### Brief 1
In the passage about the DTC, what position does Jonathan Braun hold?
### Brief 2
Continue the passage about the DTC from its final sentence.

### Document passage

Although the application process is not as difficult as some people believe it to be, obstacles can emerge, particularly while the application is being processed by the CRA, Weissman says. When an application is declined, people often feel discouraged, which may contribute to the relatively low take-up of the DTC. “People might have applied in the past and had issues [receiving approval] and don’t want to reapply.”

However, the potential benefits of the DTC are so significant that you should encourage a potentially eligible client to apply – even if there’s a possibility that the client’s health will improve, which would result in ineligibility at that point.

“There’s no downside for being approved this year, but not getting approved the year after,” says Jonathan Braun, manager, tax and estate planning, with Investors Group Inc. in Winnipeg.

The DTC is an essential component for proper financial planning, tax planning, retirement planning and estate planning for clients with disabilities and their families.

### Data excerpts
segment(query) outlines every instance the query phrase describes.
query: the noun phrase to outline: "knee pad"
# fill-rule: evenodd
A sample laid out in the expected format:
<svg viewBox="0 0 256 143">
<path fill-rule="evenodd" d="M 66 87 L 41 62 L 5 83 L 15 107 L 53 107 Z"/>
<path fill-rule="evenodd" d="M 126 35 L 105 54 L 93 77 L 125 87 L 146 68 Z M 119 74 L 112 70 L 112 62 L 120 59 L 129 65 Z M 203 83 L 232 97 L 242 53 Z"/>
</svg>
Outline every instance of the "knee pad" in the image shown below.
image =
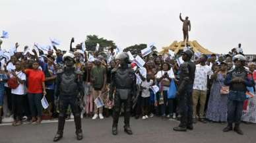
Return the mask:
<svg viewBox="0 0 256 143">
<path fill-rule="evenodd" d="M 79 117 L 79 118 L 80 118 L 80 113 L 75 113 L 75 115 L 74 115 L 74 116 L 75 117 Z"/>
<path fill-rule="evenodd" d="M 65 117 L 65 113 L 59 113 L 59 117 Z"/>
<path fill-rule="evenodd" d="M 120 107 L 115 107 L 113 111 L 115 112 L 119 113 L 120 112 Z"/>
</svg>

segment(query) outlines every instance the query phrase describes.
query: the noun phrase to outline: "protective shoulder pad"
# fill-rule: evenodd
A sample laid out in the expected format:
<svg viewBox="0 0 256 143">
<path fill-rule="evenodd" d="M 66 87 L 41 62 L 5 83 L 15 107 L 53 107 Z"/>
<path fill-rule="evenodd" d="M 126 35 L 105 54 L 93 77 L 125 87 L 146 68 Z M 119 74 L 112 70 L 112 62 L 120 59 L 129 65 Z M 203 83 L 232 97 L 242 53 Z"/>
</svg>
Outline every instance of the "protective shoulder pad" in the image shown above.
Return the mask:
<svg viewBox="0 0 256 143">
<path fill-rule="evenodd" d="M 112 74 L 115 73 L 117 70 L 117 69 L 115 69 L 115 68 L 113 69 L 111 71 L 111 73 L 112 73 Z"/>
</svg>

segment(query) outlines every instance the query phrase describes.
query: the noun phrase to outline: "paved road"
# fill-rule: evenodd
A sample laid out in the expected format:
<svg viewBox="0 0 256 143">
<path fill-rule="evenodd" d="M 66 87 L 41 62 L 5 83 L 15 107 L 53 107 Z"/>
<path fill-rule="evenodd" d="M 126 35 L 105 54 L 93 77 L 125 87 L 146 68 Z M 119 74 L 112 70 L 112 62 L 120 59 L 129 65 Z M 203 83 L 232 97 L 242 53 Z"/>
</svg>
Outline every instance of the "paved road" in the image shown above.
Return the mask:
<svg viewBox="0 0 256 143">
<path fill-rule="evenodd" d="M 90 143 L 256 143 L 256 125 L 241 125 L 245 135 L 231 131 L 224 133 L 225 124 L 197 123 L 193 131 L 177 132 L 172 128 L 178 123 L 163 121 L 153 117 L 146 121 L 131 119 L 134 134 L 129 136 L 123 132 L 123 119 L 121 117 L 119 134 L 112 135 L 112 118 L 92 121 L 82 119 L 84 139 L 77 141 L 75 134 L 75 125 L 66 122 L 64 137 L 59 142 Z M 22 125 L 19 127 L 0 126 L 0 143 L 47 143 L 53 142 L 56 132 L 57 123 L 41 125 Z"/>
</svg>

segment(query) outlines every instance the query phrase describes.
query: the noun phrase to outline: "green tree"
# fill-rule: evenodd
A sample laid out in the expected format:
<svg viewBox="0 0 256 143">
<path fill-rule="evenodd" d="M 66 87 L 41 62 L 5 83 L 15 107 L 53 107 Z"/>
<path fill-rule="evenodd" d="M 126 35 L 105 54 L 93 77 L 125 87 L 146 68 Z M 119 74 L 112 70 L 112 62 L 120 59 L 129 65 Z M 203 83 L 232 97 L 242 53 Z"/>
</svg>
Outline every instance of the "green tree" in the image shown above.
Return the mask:
<svg viewBox="0 0 256 143">
<path fill-rule="evenodd" d="M 125 49 L 123 49 L 123 51 L 127 52 L 127 51 L 131 51 L 131 54 L 134 55 L 140 55 L 141 56 L 141 50 L 143 49 L 145 49 L 147 45 L 146 43 L 140 43 L 139 45 L 134 45 L 129 46 L 128 47 L 126 47 Z M 156 48 L 156 47 L 152 47 L 152 51 L 155 50 Z M 156 52 L 156 51 L 153 51 Z M 152 52 L 152 53 L 153 53 Z"/>
<path fill-rule="evenodd" d="M 99 51 L 103 51 L 103 48 L 116 48 L 115 43 L 112 40 L 108 40 L 103 38 L 99 38 L 96 35 L 88 35 L 85 40 L 85 44 L 88 51 L 95 51 L 97 43 L 100 44 Z"/>
</svg>

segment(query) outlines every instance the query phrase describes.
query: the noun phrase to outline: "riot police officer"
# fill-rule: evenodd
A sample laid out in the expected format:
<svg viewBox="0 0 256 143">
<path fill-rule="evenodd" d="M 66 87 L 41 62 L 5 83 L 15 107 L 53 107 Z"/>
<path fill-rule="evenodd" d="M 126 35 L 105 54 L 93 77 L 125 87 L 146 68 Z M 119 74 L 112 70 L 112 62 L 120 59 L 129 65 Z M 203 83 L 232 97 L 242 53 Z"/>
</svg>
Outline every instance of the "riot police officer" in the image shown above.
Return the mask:
<svg viewBox="0 0 256 143">
<path fill-rule="evenodd" d="M 224 84 L 230 86 L 228 95 L 228 126 L 223 129 L 224 132 L 233 130 L 239 134 L 243 134 L 240 127 L 242 115 L 243 101 L 246 100 L 246 86 L 255 86 L 252 78 L 248 77 L 249 71 L 244 68 L 246 58 L 242 55 L 236 55 L 233 57 L 235 69 L 228 71 Z"/>
<path fill-rule="evenodd" d="M 130 128 L 130 110 L 132 103 L 132 97 L 136 94 L 136 76 L 135 71 L 129 67 L 129 59 L 126 53 L 119 53 L 116 57 L 120 66 L 113 69 L 112 71 L 112 80 L 110 84 L 110 100 L 113 99 L 113 94 L 115 90 L 114 97 L 114 107 L 113 113 L 112 134 L 117 134 L 117 124 L 122 103 L 124 103 L 125 126 L 124 130 L 128 134 L 132 134 Z"/>
<path fill-rule="evenodd" d="M 193 129 L 192 92 L 195 65 L 190 61 L 193 55 L 193 53 L 190 49 L 182 53 L 182 59 L 184 63 L 179 67 L 179 83 L 176 93 L 181 117 L 179 125 L 174 128 L 176 131 L 187 131 L 187 129 Z"/>
<path fill-rule="evenodd" d="M 84 96 L 82 75 L 76 71 L 74 55 L 67 53 L 63 55 L 64 69 L 58 72 L 56 78 L 55 97 L 59 105 L 58 130 L 54 142 L 60 140 L 63 134 L 66 113 L 70 105 L 76 127 L 77 139 L 82 139 L 80 112 L 79 101 Z"/>
</svg>

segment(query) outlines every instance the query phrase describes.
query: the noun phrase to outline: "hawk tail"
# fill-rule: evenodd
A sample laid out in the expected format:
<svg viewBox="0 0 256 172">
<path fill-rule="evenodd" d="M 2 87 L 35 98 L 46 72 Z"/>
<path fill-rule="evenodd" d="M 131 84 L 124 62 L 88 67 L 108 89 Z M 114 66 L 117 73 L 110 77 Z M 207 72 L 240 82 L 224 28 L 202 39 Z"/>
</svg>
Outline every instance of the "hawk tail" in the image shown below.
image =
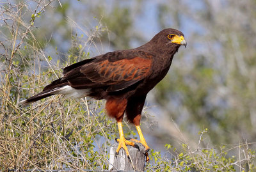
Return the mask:
<svg viewBox="0 0 256 172">
<path fill-rule="evenodd" d="M 19 102 L 18 105 L 25 106 L 47 97 L 60 93 L 60 91 L 63 90 L 64 86 L 67 85 L 68 85 L 67 81 L 63 81 L 61 78 L 57 79 L 45 86 L 41 93 L 29 97 L 26 100 Z"/>
</svg>

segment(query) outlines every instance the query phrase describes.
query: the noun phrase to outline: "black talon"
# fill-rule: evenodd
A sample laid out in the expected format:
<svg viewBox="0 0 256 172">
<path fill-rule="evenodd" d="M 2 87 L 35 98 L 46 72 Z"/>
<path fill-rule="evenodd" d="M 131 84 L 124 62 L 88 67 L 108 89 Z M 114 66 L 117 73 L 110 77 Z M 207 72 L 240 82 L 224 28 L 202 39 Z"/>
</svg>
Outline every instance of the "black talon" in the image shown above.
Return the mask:
<svg viewBox="0 0 256 172">
<path fill-rule="evenodd" d="M 127 158 L 128 158 L 128 159 L 129 159 L 129 160 L 130 161 L 130 162 L 131 162 L 131 157 L 130 157 L 130 155 L 127 155 Z"/>
<path fill-rule="evenodd" d="M 139 151 L 140 151 L 139 145 L 138 145 L 136 144 L 136 143 L 134 144 L 134 148 L 136 148 L 137 149 L 139 150 Z"/>
</svg>

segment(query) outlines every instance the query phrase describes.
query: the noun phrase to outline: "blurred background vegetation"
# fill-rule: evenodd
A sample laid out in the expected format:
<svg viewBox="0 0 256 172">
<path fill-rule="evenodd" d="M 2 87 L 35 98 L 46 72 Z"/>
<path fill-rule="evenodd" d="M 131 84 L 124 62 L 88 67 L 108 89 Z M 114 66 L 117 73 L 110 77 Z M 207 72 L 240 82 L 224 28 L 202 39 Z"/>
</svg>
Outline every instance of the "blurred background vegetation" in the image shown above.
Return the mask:
<svg viewBox="0 0 256 172">
<path fill-rule="evenodd" d="M 52 132 L 52 123 L 56 121 L 52 116 L 60 114 L 65 117 L 56 120 L 60 136 L 74 135 L 71 127 L 74 121 L 69 121 L 71 125 L 67 121 L 72 108 L 76 109 L 72 113 L 77 112 L 73 115 L 84 120 L 81 123 L 84 126 L 95 121 L 103 125 L 108 123 L 104 131 L 97 128 L 99 132 L 95 132 L 101 136 L 95 141 L 103 137 L 106 145 L 111 144 L 116 128 L 114 120 L 100 115 L 104 113 L 101 101 L 88 100 L 85 103 L 61 97 L 60 102 L 55 97 L 36 103 L 34 108 L 26 107 L 26 111 L 16 106 L 17 102 L 61 77 L 61 68 L 67 65 L 108 51 L 136 47 L 166 27 L 182 31 L 188 46 L 180 49 L 166 77 L 148 95 L 142 127 L 150 146 L 164 152 L 165 144 L 180 150 L 186 144 L 196 149 L 198 132 L 205 131 L 200 142 L 204 148 L 225 145 L 230 150 L 229 157 L 240 155 L 237 149 L 241 144 L 245 144 L 245 150 L 255 148 L 255 1 L 4 0 L 0 5 L 1 141 L 12 139 L 17 144 L 2 147 L 2 153 L 21 146 L 19 139 L 27 140 L 26 134 L 22 133 L 31 136 L 28 126 L 31 121 L 37 130 L 34 134 L 40 133 L 38 139 L 44 140 L 46 130 Z M 48 105 L 51 101 L 55 104 Z M 76 103 L 72 106 L 70 102 Z M 92 112 L 87 105 L 92 106 Z M 68 108 L 61 109 L 63 106 Z M 88 116 L 94 114 L 96 117 L 83 117 L 86 113 Z M 40 119 L 43 117 L 46 118 Z M 65 125 L 64 119 L 67 120 Z M 20 127 L 27 128 L 9 132 Z M 74 130 L 86 128 L 77 125 Z M 128 134 L 132 135 L 130 129 L 134 129 L 127 127 Z M 83 139 L 88 134 L 86 133 L 81 135 Z M 49 144 L 54 142 L 50 137 Z M 37 141 L 35 137 L 33 140 Z M 92 143 L 93 146 L 96 145 Z M 70 145 L 67 148 L 75 147 Z M 17 153 L 12 155 L 13 160 Z M 246 153 L 244 157 L 250 154 Z M 15 164 L 13 161 L 8 163 Z M 252 168 L 248 164 L 239 169 Z"/>
</svg>

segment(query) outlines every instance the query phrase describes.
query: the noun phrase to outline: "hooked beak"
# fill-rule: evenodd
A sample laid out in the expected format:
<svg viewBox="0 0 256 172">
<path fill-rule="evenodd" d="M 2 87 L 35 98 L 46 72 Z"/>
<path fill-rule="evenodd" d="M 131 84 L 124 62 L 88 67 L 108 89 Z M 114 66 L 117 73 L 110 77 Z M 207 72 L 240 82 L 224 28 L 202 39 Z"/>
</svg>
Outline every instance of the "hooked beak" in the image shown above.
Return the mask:
<svg viewBox="0 0 256 172">
<path fill-rule="evenodd" d="M 176 43 L 177 44 L 179 44 L 181 45 L 184 45 L 185 47 L 187 46 L 187 42 L 183 36 L 175 36 L 172 41 L 172 43 Z"/>
<path fill-rule="evenodd" d="M 180 42 L 180 45 L 184 45 L 185 48 L 186 48 L 186 47 L 187 47 L 187 42 L 186 41 L 185 39 L 184 39 L 182 42 Z"/>
</svg>

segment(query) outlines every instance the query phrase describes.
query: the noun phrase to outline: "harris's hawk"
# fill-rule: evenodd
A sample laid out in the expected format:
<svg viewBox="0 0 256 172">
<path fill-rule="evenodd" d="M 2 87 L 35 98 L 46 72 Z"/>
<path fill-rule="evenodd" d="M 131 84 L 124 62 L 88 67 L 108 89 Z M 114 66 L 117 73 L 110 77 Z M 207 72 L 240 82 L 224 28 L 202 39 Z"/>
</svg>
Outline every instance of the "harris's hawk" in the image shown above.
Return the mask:
<svg viewBox="0 0 256 172">
<path fill-rule="evenodd" d="M 164 29 L 138 48 L 108 52 L 65 68 L 62 78 L 19 104 L 25 106 L 55 94 L 106 99 L 108 114 L 116 118 L 118 126 L 120 139 L 116 153 L 123 148 L 129 157 L 126 145 L 136 146 L 136 142 L 141 143 L 147 152 L 149 146 L 140 127 L 146 97 L 166 75 L 180 45 L 186 46 L 182 32 Z M 135 125 L 140 141 L 124 137 L 122 121 L 125 113 Z"/>
</svg>

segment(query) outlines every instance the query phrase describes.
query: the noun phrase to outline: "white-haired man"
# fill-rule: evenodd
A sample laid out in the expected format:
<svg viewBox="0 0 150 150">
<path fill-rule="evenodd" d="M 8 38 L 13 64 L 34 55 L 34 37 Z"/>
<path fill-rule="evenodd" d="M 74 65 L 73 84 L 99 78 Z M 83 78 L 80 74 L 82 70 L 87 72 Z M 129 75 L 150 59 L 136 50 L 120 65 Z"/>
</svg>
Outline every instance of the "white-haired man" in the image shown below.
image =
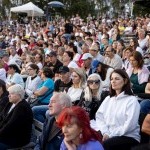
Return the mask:
<svg viewBox="0 0 150 150">
<path fill-rule="evenodd" d="M 8 88 L 8 92 L 10 103 L 0 113 L 0 150 L 28 144 L 32 131 L 32 110 L 23 100 L 23 87 L 15 84 Z"/>
<path fill-rule="evenodd" d="M 71 105 L 71 98 L 66 93 L 54 93 L 48 106 L 50 116 L 44 123 L 42 135 L 37 140 L 34 150 L 60 150 L 63 137 L 56 120 L 60 112 Z"/>
</svg>

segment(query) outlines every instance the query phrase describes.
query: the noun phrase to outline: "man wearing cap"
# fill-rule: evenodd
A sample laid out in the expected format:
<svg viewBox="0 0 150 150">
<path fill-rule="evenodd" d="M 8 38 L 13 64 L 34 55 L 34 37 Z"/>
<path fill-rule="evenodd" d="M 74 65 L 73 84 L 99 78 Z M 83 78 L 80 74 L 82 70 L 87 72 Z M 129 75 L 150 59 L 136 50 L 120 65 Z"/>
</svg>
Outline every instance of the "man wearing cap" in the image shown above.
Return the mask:
<svg viewBox="0 0 150 150">
<path fill-rule="evenodd" d="M 60 79 L 55 81 L 54 91 L 67 92 L 72 85 L 69 68 L 66 66 L 61 66 L 59 68 L 59 77 Z"/>
<path fill-rule="evenodd" d="M 57 77 L 59 68 L 63 66 L 63 64 L 57 59 L 57 54 L 54 51 L 51 51 L 49 54 L 47 54 L 47 57 L 47 67 L 50 67 L 53 70 L 55 77 Z"/>
<path fill-rule="evenodd" d="M 100 62 L 103 62 L 104 61 L 104 57 L 99 53 L 99 48 L 98 46 L 95 44 L 93 44 L 91 47 L 90 47 L 90 54 L 93 56 L 93 60 L 98 60 Z"/>
<path fill-rule="evenodd" d="M 85 53 L 81 59 L 83 60 L 82 68 L 86 71 L 86 75 L 94 73 L 96 68 L 92 66 L 93 56 L 90 53 Z"/>
</svg>

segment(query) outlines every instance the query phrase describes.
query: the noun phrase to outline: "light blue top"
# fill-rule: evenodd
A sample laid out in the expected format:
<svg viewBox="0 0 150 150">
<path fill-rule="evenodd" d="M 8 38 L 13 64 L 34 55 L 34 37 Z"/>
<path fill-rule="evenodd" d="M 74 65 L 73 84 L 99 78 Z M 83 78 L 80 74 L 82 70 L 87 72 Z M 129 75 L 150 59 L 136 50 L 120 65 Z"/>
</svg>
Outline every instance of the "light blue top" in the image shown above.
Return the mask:
<svg viewBox="0 0 150 150">
<path fill-rule="evenodd" d="M 60 150 L 67 150 L 64 141 L 60 146 Z M 91 140 L 85 144 L 79 145 L 76 150 L 104 150 L 104 148 L 99 141 Z"/>
<path fill-rule="evenodd" d="M 47 78 L 45 81 L 43 81 L 39 85 L 38 89 L 40 89 L 42 87 L 48 88 L 48 91 L 44 95 L 39 96 L 38 100 L 43 104 L 48 104 L 50 98 L 52 97 L 53 91 L 54 91 L 54 81 L 50 78 Z"/>
</svg>

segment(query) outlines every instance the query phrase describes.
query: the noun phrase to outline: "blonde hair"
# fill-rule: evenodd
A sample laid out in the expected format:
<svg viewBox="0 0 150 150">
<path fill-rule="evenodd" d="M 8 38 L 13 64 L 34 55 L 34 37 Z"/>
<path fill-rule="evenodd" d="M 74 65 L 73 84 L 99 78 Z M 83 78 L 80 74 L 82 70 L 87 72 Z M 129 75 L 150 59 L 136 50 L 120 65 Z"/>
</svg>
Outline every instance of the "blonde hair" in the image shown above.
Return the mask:
<svg viewBox="0 0 150 150">
<path fill-rule="evenodd" d="M 23 99 L 25 95 L 25 90 L 20 84 L 12 85 L 8 88 L 8 92 L 20 95 L 21 99 Z"/>
<path fill-rule="evenodd" d="M 93 73 L 91 74 L 90 76 L 88 76 L 88 80 L 90 80 L 91 78 L 95 78 L 96 80 L 100 80 L 100 86 L 99 88 L 97 89 L 97 95 L 96 95 L 96 98 L 97 100 L 101 100 L 101 93 L 102 93 L 102 80 L 101 80 L 101 77 L 99 76 L 99 74 L 97 73 Z M 92 101 L 92 90 L 90 89 L 89 85 L 87 84 L 85 90 L 84 90 L 84 98 L 86 101 Z"/>
<path fill-rule="evenodd" d="M 75 72 L 80 77 L 79 88 L 85 88 L 85 83 L 86 83 L 85 71 L 81 68 L 76 68 L 73 70 L 73 72 Z"/>
</svg>

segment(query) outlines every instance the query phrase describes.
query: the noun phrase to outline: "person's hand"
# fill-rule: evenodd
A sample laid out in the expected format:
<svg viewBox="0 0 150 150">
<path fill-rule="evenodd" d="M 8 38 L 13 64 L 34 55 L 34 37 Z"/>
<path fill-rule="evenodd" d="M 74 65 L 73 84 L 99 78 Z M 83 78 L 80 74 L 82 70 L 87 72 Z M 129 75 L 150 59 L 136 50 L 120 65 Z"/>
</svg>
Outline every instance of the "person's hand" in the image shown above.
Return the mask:
<svg viewBox="0 0 150 150">
<path fill-rule="evenodd" d="M 102 141 L 106 141 L 107 139 L 109 139 L 109 136 L 107 134 L 104 134 Z"/>
<path fill-rule="evenodd" d="M 72 141 L 66 141 L 64 140 L 64 143 L 67 147 L 67 150 L 76 150 L 76 145 Z"/>
</svg>

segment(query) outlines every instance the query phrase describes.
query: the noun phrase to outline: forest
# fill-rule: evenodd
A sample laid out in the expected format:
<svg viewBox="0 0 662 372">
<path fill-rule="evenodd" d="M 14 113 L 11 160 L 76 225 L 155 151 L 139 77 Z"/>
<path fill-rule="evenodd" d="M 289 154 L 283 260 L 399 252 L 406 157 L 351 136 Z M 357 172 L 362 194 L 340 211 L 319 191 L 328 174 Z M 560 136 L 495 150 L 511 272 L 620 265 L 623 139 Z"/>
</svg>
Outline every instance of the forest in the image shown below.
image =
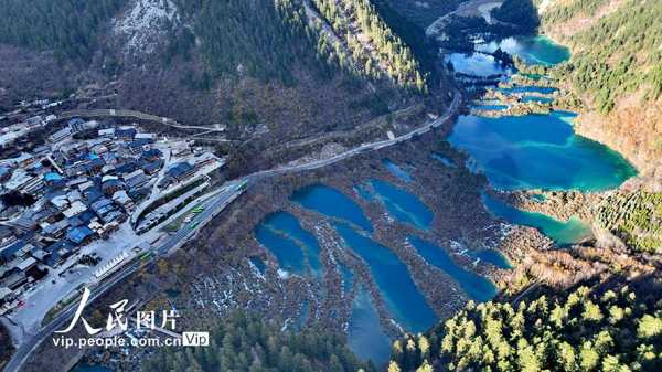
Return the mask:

### Result 1
He is manager, tax and estate planning, with Investors Group Inc. in Winnipeg.

### Result 2
Here are some of the major benefits associated with claiming the DTC:

Registered disability savings plan. The biggest benefit of having DTC approval, aside from the non-refundable credit itself, is access to the RDSP, which is a savings vehicle that facilitates the accumulation of long-term savings for the benefit of a person with a disability. Eligible RDSP-holders can contribute up to a lifetime limit of $200,000 to an RDSP on an after-tax basis. Matching government grants and bonds are available, and any income and capital gains are sheltered from taxes as long as the accountholder remains in the plan.

However, should your client lose his or her eligibility for the DTC, no new contributions can be made. The RDSP would have to be collapsed and the grants and bonds repaid by the end of the second year in which the beneficiary was not eligible for DTC for that entire year. An election can be made to keep the RDSP open for up to five years following the loss of DTC eligibility if there’s a likelihood that the individual will be eligible for the DTC again.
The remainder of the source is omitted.